PROBLEM TO SOLVE. Turn every line of the records below into a JSON list of strings, one string per line, and skip any blank lines.

Annotated coordinate records
>> start
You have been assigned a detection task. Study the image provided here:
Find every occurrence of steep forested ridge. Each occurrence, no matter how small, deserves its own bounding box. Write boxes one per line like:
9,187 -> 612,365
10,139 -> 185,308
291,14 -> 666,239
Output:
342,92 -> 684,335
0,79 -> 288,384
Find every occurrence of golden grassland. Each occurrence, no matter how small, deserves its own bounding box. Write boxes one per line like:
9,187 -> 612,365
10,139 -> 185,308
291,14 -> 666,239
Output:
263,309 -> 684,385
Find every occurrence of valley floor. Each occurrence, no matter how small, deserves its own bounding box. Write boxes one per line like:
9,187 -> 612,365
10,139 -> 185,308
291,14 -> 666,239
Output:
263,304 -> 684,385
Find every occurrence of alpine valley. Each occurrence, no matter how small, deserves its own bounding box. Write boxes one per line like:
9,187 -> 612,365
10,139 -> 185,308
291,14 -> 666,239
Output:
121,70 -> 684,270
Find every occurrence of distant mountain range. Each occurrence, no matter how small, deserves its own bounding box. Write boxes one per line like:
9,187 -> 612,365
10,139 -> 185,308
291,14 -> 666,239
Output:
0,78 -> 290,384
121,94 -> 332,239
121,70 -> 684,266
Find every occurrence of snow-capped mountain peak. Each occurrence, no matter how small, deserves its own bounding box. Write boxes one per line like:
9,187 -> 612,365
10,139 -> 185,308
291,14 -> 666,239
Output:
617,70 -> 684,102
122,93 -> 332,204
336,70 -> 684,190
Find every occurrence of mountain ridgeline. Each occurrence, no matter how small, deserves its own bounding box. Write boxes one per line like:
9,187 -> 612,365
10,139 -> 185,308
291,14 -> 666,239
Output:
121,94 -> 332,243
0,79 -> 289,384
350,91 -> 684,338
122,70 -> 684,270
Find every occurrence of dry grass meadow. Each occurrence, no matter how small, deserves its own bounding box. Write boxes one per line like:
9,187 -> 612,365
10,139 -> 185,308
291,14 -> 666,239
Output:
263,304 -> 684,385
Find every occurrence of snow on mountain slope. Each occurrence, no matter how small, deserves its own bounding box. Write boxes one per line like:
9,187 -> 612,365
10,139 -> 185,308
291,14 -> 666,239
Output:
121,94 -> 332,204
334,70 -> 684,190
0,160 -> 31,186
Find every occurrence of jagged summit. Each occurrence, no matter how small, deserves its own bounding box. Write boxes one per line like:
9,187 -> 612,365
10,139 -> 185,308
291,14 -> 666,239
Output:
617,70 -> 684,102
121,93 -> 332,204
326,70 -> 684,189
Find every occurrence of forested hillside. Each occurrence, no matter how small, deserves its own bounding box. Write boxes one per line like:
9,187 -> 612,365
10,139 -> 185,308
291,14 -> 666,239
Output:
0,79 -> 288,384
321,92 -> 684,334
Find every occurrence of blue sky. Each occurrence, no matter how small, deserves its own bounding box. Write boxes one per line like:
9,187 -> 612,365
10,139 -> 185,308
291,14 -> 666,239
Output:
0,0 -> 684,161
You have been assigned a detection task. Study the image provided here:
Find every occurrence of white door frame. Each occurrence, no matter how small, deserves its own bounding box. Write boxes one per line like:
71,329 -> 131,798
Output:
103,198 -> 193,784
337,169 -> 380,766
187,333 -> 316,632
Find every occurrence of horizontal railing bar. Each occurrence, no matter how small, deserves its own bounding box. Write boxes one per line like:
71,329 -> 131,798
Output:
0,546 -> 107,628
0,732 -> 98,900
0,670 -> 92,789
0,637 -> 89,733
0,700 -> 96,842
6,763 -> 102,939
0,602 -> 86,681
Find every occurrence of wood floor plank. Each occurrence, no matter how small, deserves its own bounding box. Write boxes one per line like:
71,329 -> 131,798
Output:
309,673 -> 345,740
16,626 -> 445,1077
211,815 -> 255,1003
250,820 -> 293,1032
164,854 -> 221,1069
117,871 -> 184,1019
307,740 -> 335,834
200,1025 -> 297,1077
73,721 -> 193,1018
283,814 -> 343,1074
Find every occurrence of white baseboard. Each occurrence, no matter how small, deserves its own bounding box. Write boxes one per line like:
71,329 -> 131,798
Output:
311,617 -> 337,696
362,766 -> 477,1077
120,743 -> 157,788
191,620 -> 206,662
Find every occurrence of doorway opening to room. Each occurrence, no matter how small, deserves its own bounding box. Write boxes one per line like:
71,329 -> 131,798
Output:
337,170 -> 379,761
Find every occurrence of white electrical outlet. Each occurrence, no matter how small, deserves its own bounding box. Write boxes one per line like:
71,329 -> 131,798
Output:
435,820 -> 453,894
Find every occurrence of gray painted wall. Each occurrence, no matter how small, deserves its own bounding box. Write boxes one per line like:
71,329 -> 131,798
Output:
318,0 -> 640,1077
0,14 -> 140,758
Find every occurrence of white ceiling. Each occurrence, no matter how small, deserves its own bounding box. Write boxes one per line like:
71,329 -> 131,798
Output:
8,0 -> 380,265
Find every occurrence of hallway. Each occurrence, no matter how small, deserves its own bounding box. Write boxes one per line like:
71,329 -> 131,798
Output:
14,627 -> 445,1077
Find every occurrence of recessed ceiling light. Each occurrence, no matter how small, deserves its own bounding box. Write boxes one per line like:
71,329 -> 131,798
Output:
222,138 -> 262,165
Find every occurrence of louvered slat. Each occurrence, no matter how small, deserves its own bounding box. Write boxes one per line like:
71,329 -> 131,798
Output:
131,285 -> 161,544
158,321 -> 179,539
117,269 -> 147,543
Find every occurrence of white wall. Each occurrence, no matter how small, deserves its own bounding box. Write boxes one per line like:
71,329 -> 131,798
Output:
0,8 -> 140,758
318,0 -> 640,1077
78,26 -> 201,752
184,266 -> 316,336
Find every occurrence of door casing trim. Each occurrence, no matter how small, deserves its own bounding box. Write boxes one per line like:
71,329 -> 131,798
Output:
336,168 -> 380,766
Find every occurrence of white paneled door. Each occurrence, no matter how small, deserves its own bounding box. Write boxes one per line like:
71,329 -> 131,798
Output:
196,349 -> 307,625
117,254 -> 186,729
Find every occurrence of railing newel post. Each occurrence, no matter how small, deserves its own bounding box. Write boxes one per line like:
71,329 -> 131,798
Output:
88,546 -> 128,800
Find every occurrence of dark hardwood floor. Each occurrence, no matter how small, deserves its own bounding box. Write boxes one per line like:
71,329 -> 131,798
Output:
>> end
RESPONSE TO THIS TASK.
[
  "You have been assigned a detection task. Study the image provided here:",
  "Find every occurrence of steep forested ridge. Each occurrence, no matter how small, deserves its own bounding box. Write boxes one per line like:",
  "9,187 -> 612,365",
  "10,139 -> 185,308",
  "291,14 -> 666,239",
  "Output:",
  "342,92 -> 684,335",
  "0,79 -> 288,384",
  "Find every occurrence of golden grassland. Each occurrence, no matter how small, deserves its own bounding box. Write boxes one per line like:",
  "9,187 -> 612,365",
  "10,139 -> 185,308",
  "291,14 -> 666,239",
  "Output:",
  "263,309 -> 684,385",
  "Find every occurrence of valley floor. Each occurrence, no matter how small, deserves its own bounding box. Write boxes one per line like:",
  "9,187 -> 612,365",
  "10,139 -> 185,308",
  "291,14 -> 666,239",
  "Output:",
  "263,304 -> 684,385",
  "Find every occurrence of alpine valley. Each occurrence, no matter how small, deserves its own bounding box. Write boxes one per line like:",
  "9,187 -> 612,365",
  "10,139 -> 185,308",
  "291,14 -> 666,239",
  "Output:",
  "121,70 -> 684,270",
  "Find every occurrence of distant mountain range. Each occurrence, no matter how small, deserves its own bounding box. Write boxes one per line like:",
  "9,187 -> 612,365",
  "10,139 -> 185,308",
  "291,14 -> 666,239",
  "Output:",
  "0,78 -> 290,384",
  "121,94 -> 332,239",
  "121,70 -> 684,266",
  "Find every occurrence of snow-capped mountain peak. Each occurrence, no matter how small, deserves its own bounding box. Write boxes one per line like:",
  "9,187 -> 612,365",
  "10,139 -> 185,308",
  "291,14 -> 666,239",
  "Output:",
  "617,70 -> 684,102",
  "122,93 -> 332,204",
  "336,70 -> 684,190",
  "Find every occurrence of mountain ridgeline. Each occurrence, no matter how small, deserves its own bounding box. Write boxes one per line like:",
  "9,187 -> 612,365",
  "10,139 -> 185,308",
  "291,14 -> 666,239",
  "Output:",
  "121,94 -> 332,243",
  "0,79 -> 289,384",
  "350,91 -> 684,338",
  "122,70 -> 684,270",
  "Find every occurrence of dry grass meadow. Each occurrence, no matter how small, deserves its own bounding box. Write boxes one per line like:",
  "9,187 -> 612,365",
  "10,139 -> 185,308",
  "291,14 -> 666,239",
  "Output:",
  "263,304 -> 684,385",
  "Find every occurrence of snow on mountain slope. Each occurrence, no matter how small, deserves its own bounding box. Write boxes one per line like:",
  "9,187 -> 612,365",
  "10,139 -> 185,308",
  "291,14 -> 666,239",
  "Output:",
  "121,94 -> 332,204",
  "334,70 -> 684,190",
  "0,160 -> 31,186",
  "Find every occurrence of jagged summit. Each occurrence, no matter how small, deserves its own bounding box. Write boxes one per line like:",
  "9,187 -> 612,365",
  "10,139 -> 185,308",
  "291,14 -> 666,239",
  "Output:",
  "617,70 -> 684,102",
  "121,93 -> 332,204",
  "326,70 -> 684,189",
  "Find every occurrence of forested hillside. Each occurrence, no matter how small, deserves its own bounding box. Write boxes one per line like:",
  "9,187 -> 612,365",
  "10,139 -> 185,308",
  "291,14 -> 666,239",
  "Output:",
  "0,79 -> 288,384",
  "321,92 -> 684,334",
  "Find every occurrence of blue sky. Each occurrence, no matter how small, deserves its own bounding box. Write boxes one per line like:",
  "9,187 -> 612,365",
  "10,139 -> 185,308",
  "291,14 -> 666,239",
  "Output:",
  "0,0 -> 684,161",
  "You have been assigned a detection task. Study the image provided here:",
  "Find every occurrence of white door frame. Each occurrence, no matter how small, deserves its own bounding box. Write boxes one per line like:",
  "71,329 -> 131,798",
  "Output:",
  "103,198 -> 193,784",
  "337,169 -> 380,766",
  "187,333 -> 316,632",
  "Find every occurrence of horizontal railing bar. Each occurrence, no matter how small, deserves its own bounding box. Write boxes one per line like:",
  "71,329 -> 131,798",
  "Output:",
  "0,546 -> 107,628",
  "0,732 -> 98,900",
  "0,670 -> 92,789",
  "0,637 -> 89,733",
  "0,700 -> 96,842",
  "6,763 -> 102,939",
  "0,602 -> 86,681",
  "Find every occurrence of wood floor plank. Each occurrence, no matter how small, deserves its own bounding box. Write boxes one per line like:",
  "71,329 -> 131,798",
  "Output:",
  "309,673 -> 345,740",
  "16,626 -> 445,1077",
  "211,815 -> 255,1003",
  "250,820 -> 293,1032",
  "164,854 -> 221,1069",
  "117,871 -> 184,1019",
  "307,740 -> 335,834",
  "200,1025 -> 297,1077",
  "73,721 -> 193,1018",
  "283,814 -> 343,1074",
  "Find every occurrence of white baseboard. Each occurrence, no matter how small, deserves its own bounding box. Write boxes one per line like:",
  "71,329 -> 131,798",
  "Output:",
  "311,617 -> 337,696",
  "362,766 -> 477,1077",
  "120,743 -> 157,788",
  "191,620 -> 206,662",
  "Find every occurrence of doorway opening to room. Each occurrence, no matter how small, deserves its own bounding box. Write boxes one per line like:",
  "71,329 -> 131,798",
  "Output:",
  "337,170 -> 379,761",
  "Find every occurrence of white electrical outlet. Each occurrence, no matter how small, deserves its own bounding box. Write boxes one per line like:",
  "71,329 -> 131,798",
  "Output:",
  "435,820 -> 453,894",
  "Find every occurrence of gray painted wall. Each occurrence, no matter how small, deserves its own bounding box. Write boxes one per line like:",
  "71,329 -> 131,798",
  "Output:",
  "318,0 -> 640,1077",
  "0,14 -> 140,758",
  "Find every occurrence of white ceiling. Each occurrence, no matter how small, deserves its own bounding box. Write boxes one per line like:",
  "71,329 -> 131,798",
  "Output:",
  "8,0 -> 380,265",
  "Find every occurrence of hallway. Each occurrence, no matter how small, deserves its own bounding box. Write boxes one per line like:",
  "71,329 -> 131,798",
  "Output:",
  "14,627 -> 445,1077",
  "Find every occurrence of recessed ceiling light. Each occurrence, no matter how small, deserves its own bounding box. Write boxes one per line like:",
  "71,329 -> 131,798",
  "Output:",
  "222,138 -> 262,165",
  "Find every occurrence of louvered slat. Each occurrence, no matter how small, deserves its own bounding box. Write boxes one per line like:",
  "71,329 -> 131,798",
  "Output:",
  "131,285 -> 161,544",
  "158,321 -> 179,539",
  "117,269 -> 147,543",
  "Find every occurrence of white wall. Each occurrence, no matter how small, deserves its own bounding box. Write boxes one per line like:",
  "71,329 -> 131,798",
  "Output:",
  "0,8 -> 140,758",
  "318,0 -> 640,1077",
  "78,26 -> 201,752",
  "184,266 -> 316,336",
  "Find every occurrence of door casing trim. Each occurrence, no matter how small, deserves its own bounding box. Write boxes one per line like:",
  "71,329 -> 131,798",
  "Output:",
  "336,168 -> 380,766",
  "Find every occurrence of white paneled door. Each occurrence, no matter how small, deserves its own bounding box. Write boxes one per line like:",
  "71,329 -> 131,798",
  "Output:",
  "196,349 -> 307,625",
  "117,254 -> 186,729",
  "Find every occurrence of railing newel post. Each occurrence, no matter how small, deserves its own bounding box. Write boxes one per line like:",
  "71,329 -> 131,798",
  "Output:",
  "88,546 -> 128,800",
  "Find every occurrence of dark hardwood floor. Each occurrence, no matter how small, deserves its own bounding box. Write boxes one per line like:",
  "71,329 -> 131,798",
  "Output:"
]